Trabajo pedido |
A. Transcribe el fragmento sobre el machismo desde "La condición de las mujeres sí" hasta "griegos fama imperecedera.".
B. Sigue escribiendo el fragmento sobre el machismo y los griegos a partir de su última oración.

Fragmento para leer |
···

Mal que le pese a ciertos tradicionalistas, la consecuencia más previsible del machismo es la homosexualidad. Sin llegar a los extremos de los sambias de Nueva Guinea, entre quienes la mejor manera para un muchacho de convertirse en un guerrero varonil consiste en ingerir el semen que los compañeros de mayor edad tengan a bien verterle en su boca, puede afirmarse que en toda sociedad machista (con más razón en las pronunciadamente militaristas) la homosexualidad masculina es norma y la femenina, consecuencia.

Esta clase de sociedad concibe a la mujer como vehículo de reproducción, preferiblemente de varones. Suena razonable, ya que en las actividades guerreras las mujeres no pueden competir en igualdad de condición física que los varones, siendo más útiles para asear la choza, recoger frutos y amamantar a los futuros energúmenos.

Una de las sociedades más evolucionadas de la antigüedad fue la de los griegos, que conformaron un desparramo de ciudades autónomas en permanente litigio las unas con las otras y que pasan por ser los inventores de la democracia. El término significa “gobierno del pueblo”, y su sola mención desmaya de goce a las personas más sensibles, inmunes al sentido que los griegos daban al vocablo “pueblo”.

Para los griegos, el pueblo era una suerte de club inglés, una aristocrática asociación entre iguales, los ciudadanos, quienes lo eran por herencia u origen, independientemente de su situación económica (excepto que no pagaran sus deudas), su honestidad o sus luces. Fuera del pueblo, había otras gentes de menor valía, desde artesanos y comerciantes hasta esclavos y mujeres.

La distancia que separa a la cultura griega de la de los sambias es enorme, pero debemos convenir en que se parecen bastante, al menos en lo que atañe a la condición de las mujeres y a los vínculos entre varones, aunque con algunas salvedades.

Si bien sólo en un cierto, aunque restringido, sentido puede semejarse el vínculo entre un venerable filósofo griego y sus jóvenes aprendices con el de los salvajes guerreros de Guinea, es verdad que también en la Hélade los soldados marchaban a la guerra con jóvenes muchachos que les servían de compañía sexual y hasta hubo casos, como el del Batallón Sagrado de Tebas, cuya eficiencia en el combate se basaba en el amor mutuo de las parejas de soldados que, bajo las órdenes de Epaminondas, combatieron –literalmente– culo contra culo contra el aguerrido ejército espartano.

Sin embargo, nada hay en ese aspecto en la cultura griega que la diferencie de Persia o Bizancio, todas ellas caracterizadas por la expropiación de los cuerpos de los individuos de rango inferior, independientemente de su sexo, hábito que se ha extendido, inalterado, hasta la actualidad.

La condición de las mujeres sí era semejante a la que gozan entre los sambias y otras sociedades militaristas. Libradas a la función reproductiva y al “cuidado” de la ciudadanía –que se trasmitía de padres a hijos–, el adulterio femenino era duramente penado y las mujeres sometidas a un régimen casi de clausura, limitadas a ir de la cama al living, sin acceso a la educación, la cultura, la filosofía, el arte y todos aquellos vicios que dieron a los griegos fama imperecedera.

···

Entradas de origen:
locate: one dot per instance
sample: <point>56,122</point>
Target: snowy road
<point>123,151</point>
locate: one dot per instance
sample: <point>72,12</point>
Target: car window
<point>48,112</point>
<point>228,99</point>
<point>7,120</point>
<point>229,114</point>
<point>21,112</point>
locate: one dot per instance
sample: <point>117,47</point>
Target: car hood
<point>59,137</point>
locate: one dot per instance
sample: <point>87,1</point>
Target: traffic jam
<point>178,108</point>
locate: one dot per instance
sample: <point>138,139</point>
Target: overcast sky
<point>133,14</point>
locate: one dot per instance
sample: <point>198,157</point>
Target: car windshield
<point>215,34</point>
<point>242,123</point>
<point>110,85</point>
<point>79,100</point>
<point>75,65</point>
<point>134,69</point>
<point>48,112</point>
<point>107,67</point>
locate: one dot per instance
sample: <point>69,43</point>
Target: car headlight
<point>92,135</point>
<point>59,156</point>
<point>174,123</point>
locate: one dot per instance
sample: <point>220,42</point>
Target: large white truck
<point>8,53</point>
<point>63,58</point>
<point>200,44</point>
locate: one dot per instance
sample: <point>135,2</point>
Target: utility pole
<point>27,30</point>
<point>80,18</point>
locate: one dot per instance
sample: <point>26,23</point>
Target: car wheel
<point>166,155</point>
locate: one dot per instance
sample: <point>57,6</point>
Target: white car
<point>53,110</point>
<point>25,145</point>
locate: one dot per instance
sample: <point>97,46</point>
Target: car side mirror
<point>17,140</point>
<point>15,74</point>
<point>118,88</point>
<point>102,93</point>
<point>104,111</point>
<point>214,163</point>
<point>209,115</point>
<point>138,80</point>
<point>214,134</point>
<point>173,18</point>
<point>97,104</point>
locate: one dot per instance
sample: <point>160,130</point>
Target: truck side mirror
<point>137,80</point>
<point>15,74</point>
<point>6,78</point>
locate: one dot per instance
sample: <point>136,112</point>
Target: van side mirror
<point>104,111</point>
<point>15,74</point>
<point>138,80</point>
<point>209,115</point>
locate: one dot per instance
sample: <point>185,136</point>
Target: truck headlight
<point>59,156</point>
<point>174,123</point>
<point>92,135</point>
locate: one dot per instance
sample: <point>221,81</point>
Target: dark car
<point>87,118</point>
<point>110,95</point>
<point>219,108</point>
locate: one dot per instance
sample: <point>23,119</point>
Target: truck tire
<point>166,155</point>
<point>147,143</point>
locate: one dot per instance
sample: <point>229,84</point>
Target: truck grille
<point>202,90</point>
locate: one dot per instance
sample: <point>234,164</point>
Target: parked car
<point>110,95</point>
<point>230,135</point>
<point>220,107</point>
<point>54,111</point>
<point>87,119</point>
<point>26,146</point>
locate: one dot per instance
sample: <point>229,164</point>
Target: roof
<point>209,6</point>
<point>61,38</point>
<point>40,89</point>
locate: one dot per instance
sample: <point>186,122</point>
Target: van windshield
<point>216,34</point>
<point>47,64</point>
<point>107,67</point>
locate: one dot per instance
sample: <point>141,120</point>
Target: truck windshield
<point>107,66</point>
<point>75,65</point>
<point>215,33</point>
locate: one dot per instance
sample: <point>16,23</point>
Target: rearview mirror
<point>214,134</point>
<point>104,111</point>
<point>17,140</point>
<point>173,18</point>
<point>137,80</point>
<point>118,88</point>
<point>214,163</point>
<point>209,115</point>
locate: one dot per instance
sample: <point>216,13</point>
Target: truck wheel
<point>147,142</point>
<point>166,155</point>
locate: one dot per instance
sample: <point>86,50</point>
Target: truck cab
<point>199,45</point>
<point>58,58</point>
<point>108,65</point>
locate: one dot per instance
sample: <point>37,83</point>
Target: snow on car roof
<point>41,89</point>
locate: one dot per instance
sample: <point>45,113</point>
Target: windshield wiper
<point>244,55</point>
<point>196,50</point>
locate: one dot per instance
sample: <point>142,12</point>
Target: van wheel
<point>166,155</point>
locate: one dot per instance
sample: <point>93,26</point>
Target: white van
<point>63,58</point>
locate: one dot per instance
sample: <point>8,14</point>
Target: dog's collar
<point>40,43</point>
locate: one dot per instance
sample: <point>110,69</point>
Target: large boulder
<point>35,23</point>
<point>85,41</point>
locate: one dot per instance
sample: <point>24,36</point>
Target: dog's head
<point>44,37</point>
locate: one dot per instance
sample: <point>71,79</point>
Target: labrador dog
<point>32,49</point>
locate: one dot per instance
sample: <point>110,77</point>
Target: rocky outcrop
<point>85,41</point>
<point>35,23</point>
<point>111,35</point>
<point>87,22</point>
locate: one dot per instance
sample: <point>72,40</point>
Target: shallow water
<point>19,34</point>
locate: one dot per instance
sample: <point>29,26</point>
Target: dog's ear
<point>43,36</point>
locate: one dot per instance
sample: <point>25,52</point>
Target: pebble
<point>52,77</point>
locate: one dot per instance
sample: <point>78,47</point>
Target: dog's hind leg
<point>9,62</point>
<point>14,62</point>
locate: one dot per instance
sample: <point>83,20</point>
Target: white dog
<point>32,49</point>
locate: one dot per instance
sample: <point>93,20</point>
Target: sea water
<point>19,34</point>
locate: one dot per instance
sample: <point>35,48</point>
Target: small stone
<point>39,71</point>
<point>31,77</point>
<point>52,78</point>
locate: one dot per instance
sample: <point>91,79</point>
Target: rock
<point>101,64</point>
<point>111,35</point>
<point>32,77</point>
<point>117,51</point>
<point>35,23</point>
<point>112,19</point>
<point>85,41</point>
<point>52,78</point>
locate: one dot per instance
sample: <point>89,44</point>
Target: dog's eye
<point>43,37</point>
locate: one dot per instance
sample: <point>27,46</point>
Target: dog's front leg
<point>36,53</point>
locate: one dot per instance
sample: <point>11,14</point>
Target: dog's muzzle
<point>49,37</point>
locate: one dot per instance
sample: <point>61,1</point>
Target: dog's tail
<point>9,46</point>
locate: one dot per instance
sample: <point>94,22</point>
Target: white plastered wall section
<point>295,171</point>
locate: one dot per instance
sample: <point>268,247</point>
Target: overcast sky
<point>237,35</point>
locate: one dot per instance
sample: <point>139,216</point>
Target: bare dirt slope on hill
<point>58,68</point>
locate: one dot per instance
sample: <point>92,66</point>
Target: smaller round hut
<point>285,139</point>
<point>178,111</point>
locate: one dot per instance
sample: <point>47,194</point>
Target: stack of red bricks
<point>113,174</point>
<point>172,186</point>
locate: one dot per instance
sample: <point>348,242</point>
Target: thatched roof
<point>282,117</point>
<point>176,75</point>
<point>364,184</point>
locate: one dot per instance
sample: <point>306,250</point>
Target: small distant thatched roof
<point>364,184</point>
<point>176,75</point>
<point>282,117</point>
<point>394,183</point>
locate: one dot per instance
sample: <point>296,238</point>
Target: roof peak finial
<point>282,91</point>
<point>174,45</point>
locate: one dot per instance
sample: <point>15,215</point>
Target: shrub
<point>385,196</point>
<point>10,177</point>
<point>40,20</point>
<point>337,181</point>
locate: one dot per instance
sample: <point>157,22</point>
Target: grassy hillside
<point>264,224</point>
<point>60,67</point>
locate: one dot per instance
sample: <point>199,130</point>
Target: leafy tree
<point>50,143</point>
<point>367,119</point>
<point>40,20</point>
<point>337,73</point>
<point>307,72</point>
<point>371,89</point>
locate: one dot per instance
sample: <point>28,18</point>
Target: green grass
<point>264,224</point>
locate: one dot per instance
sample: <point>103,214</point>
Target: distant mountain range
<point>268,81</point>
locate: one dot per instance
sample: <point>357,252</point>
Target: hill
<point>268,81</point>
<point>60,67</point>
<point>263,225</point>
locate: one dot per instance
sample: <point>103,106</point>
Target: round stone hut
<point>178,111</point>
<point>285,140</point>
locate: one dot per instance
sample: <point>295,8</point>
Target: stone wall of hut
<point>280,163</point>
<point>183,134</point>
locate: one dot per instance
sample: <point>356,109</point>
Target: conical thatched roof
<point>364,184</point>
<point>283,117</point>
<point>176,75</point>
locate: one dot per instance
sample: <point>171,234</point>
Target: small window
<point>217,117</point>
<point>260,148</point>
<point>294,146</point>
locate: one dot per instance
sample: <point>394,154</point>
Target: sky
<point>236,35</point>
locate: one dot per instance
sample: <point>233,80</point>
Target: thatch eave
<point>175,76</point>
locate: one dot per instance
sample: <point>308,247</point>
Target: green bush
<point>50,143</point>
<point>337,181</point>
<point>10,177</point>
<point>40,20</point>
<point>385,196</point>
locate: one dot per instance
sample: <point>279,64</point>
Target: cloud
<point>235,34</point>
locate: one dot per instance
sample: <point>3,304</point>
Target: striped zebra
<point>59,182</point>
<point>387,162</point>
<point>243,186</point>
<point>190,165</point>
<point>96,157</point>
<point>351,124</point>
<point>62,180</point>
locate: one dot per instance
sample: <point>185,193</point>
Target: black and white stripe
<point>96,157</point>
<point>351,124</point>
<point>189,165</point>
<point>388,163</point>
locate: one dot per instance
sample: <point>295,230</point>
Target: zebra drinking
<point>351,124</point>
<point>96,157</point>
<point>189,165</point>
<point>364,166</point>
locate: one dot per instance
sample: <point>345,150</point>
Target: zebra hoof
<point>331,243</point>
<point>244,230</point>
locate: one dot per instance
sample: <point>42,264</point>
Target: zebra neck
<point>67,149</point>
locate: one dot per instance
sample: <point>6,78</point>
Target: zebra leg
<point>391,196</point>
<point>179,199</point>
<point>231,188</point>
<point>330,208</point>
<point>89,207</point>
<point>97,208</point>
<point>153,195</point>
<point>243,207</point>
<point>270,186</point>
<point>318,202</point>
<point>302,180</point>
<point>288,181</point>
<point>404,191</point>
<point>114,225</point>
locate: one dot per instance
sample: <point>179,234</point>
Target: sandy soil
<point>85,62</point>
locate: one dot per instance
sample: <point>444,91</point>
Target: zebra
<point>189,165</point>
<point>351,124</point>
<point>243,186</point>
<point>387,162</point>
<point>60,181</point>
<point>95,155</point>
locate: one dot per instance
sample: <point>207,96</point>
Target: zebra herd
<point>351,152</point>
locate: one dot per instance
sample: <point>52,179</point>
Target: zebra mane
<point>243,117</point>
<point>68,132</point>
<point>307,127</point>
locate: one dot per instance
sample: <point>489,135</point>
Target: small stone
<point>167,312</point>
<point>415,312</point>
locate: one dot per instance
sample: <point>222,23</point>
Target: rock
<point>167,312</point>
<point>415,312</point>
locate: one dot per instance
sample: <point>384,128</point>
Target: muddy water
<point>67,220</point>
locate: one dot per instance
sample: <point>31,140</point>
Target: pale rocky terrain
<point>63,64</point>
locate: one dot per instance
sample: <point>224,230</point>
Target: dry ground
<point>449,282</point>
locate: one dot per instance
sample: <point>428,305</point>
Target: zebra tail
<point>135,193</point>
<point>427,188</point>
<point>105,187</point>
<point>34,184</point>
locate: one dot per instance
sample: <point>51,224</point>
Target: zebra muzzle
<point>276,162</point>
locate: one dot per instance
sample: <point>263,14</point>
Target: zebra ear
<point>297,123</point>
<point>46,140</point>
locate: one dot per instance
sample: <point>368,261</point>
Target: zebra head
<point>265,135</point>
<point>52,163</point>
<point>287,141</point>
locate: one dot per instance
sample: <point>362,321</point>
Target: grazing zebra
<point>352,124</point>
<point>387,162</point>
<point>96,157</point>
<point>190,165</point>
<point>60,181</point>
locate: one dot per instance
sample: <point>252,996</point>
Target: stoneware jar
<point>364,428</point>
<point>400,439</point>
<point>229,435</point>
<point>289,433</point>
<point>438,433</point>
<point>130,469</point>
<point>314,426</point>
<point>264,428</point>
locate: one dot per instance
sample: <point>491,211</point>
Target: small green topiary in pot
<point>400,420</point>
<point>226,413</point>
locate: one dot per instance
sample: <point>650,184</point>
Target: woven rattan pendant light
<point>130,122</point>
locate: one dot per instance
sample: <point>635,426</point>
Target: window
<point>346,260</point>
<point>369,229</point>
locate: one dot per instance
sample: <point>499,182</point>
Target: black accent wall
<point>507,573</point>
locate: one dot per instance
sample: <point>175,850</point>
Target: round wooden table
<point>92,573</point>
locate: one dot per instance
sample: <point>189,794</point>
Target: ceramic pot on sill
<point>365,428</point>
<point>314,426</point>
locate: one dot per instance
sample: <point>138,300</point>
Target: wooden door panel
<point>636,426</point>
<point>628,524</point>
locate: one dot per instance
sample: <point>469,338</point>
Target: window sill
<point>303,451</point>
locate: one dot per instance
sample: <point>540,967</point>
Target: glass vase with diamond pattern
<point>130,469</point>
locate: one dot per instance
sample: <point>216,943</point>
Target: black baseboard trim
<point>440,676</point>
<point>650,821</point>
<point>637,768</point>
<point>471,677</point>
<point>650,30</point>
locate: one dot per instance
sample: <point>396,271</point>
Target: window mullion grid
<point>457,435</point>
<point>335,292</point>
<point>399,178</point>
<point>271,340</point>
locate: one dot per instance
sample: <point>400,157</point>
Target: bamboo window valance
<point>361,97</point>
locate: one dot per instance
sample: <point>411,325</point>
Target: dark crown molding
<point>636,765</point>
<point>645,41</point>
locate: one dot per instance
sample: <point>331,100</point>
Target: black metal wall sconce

···

Respuestas por tarea |
A.
La condición de las mujeres sí era semejante a la que gozan entre los sambias y otras sociedades militaristas. Libradas a la función reproductiva y al “cuidado” de la ciudadanía –que se trasmitía de padres a hijos–, el adulterio femenino era duramente penado y las mujeres sometidas a un régimen casi de clausura, limitadas a ir de la cama al living, sin acceso a la educación, la cultura, la filosofía, el arte y todos aquellos vicios que dieron a los griegos fama imperecedera.

B.
En semejante sociedad de machos binorma abocados al trasiego sexual en academias y cuarteles, sometida a la clausura, privada de la educación, el esparcimiento y hasta de las facultades ambulatorias ¿cuál, sino hacerse puta, era la alternativa de una mujer que abrigara inquietudes intelectuales?

Clases de putas y putas de clase

Como no podía ser de otra manera en un ambiente tan estratificado, las putas también estaban divididas en clases sociales. En el 594 A.C., inmediatamente después de que el sabio Solón dictara las leyes que habrían de regir la vida de los atenienses, las categorías de trabajadoras sexuales oficialmente reconocidas eran tres: dicteriades, auletrides y hetairas.

Las dicteriades eran mujeres de baja estofa que trabajaban en lupanares conocidos como dicteria. Al principio, eran manejados por lo que podríamos llamar el gobierno municipal, pero de a poco fueron pasando a manos de proxenetas privados.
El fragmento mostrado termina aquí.